After Doug Jones beat Roy Moore in the Alabama Senate race this week, black women have been praised as the saviors of political decency and common sense in American politics. Exit polls showed 98 percent of black women voted for Jones, while 63 percent of white women voted for Moore. White women there supported Moore by an even larger margin than white women backed President Trump last year — despite reports that Moore had made inappropriate sexual advances on teenage girls when he was in his 30s.
Thus the reaction on social media and among pundits Wednesday morning that quickly gave credit to black women (and black men, who went 93 percent for Jones) for “saving America from Roy Moore.” Much of this commentary castigated white women for their “malevolent” “internalized misogyny.” Writing for Vogue, Michelle Ruiz argued “that white women may be loud, proud pop feminists — what with their Taylor Swiftian squads and sparkly #GirlBoss iPhone cases and even their pussy hats — but when it comes right down to Election Day, they’re simply not there for the sisterhood. That mantle truly belongs to African-American women.”
And yes, all that is true. But the mantle of “savior of America” is far too heavy a load for black women to carry.
Instead of just thanking black women for protecting the nation from the voting patterns of white people, white feminists must organize white women. To invoke the civilizationist discourse of previous eras, white female voters are a prime mission field to which white feminists must bring the feminist gospel. Consider that the majority of white women voted for (losing) Republican candidates in this year’s gubernatorial races in New Jersey and Virginia, as well as in Alabama. It is no secret that the GOP is no friend to the structural concerns of women at the policy level. For too many Republicans, “women’s issues” appear to begin and end with constricting abortion rights. Republican support for policies that actually aid women, children and families — affordable child care, good public schools, affordable health care, free birth control, paid family leave — is nonexistent.
These issues are bread-and-butter feminist concerns, but this fact continually escapes white female voters, who routinely skew Republican. Although political commentary frequently frames black people as hopelessly and endlessly obsessed with race, white women’s voting patterns suggest a deep investment in racial solidarity that trumps their own gender interests. White women’s lives are intimately intertwined with those of white men, the very people with the deepest investment and the most successful track record of maintaining a white-supremacist system. That power and privilege is incredibly seductive. Perhaps it is hard to see the benefit of throwing off proximity to power for the greater good of all women. It certainly sounds fluffy. But the #MeToo Movement should remind white women that proximity is very frequently more guns than roses.

━━━

In the passage about the Alabama Senate race, what share of black women voted for Doug Jones according to exit polls?

*Data shown:*
━━━

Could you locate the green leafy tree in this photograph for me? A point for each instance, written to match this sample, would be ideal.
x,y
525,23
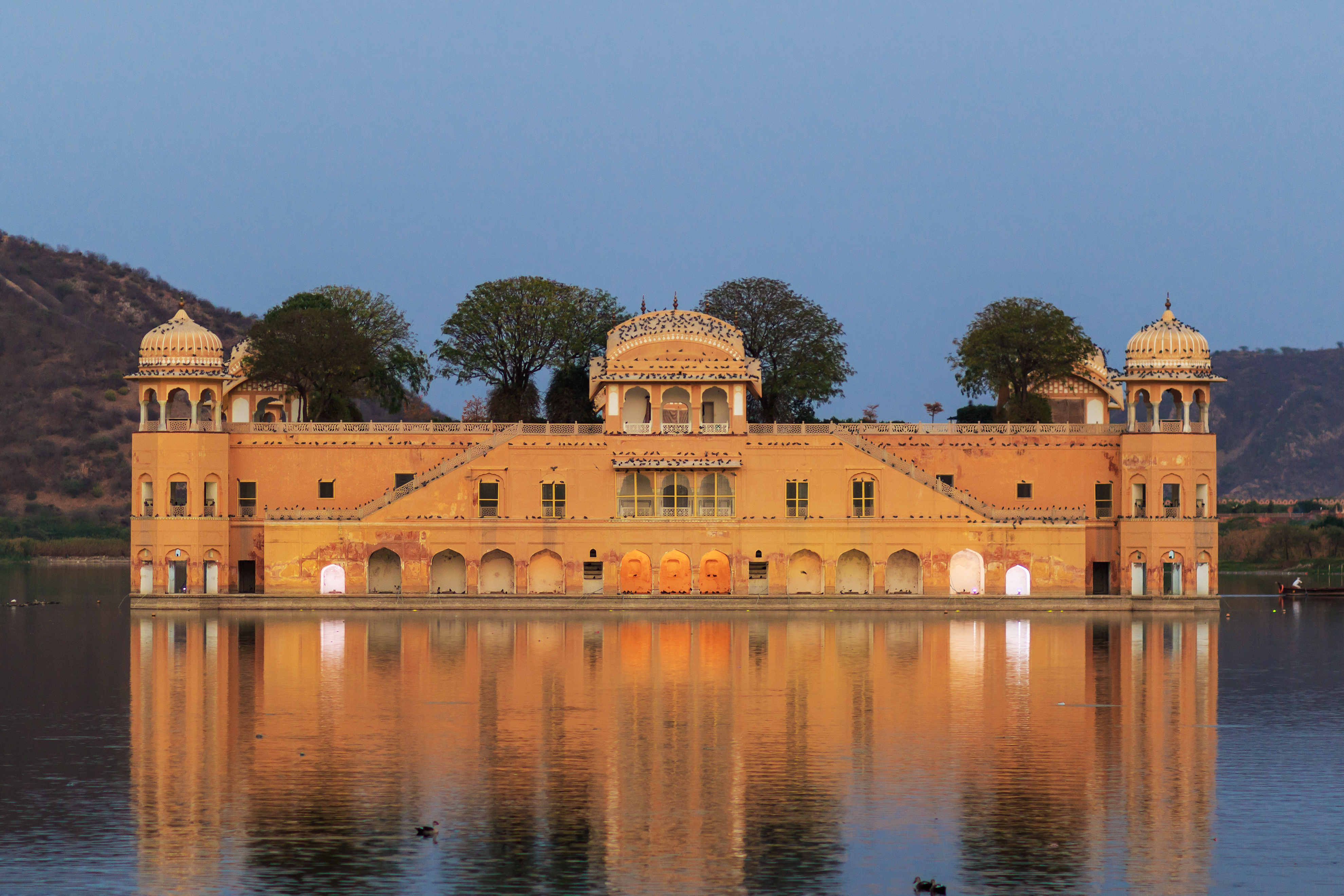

━━━

*Result of the task:*
98 percent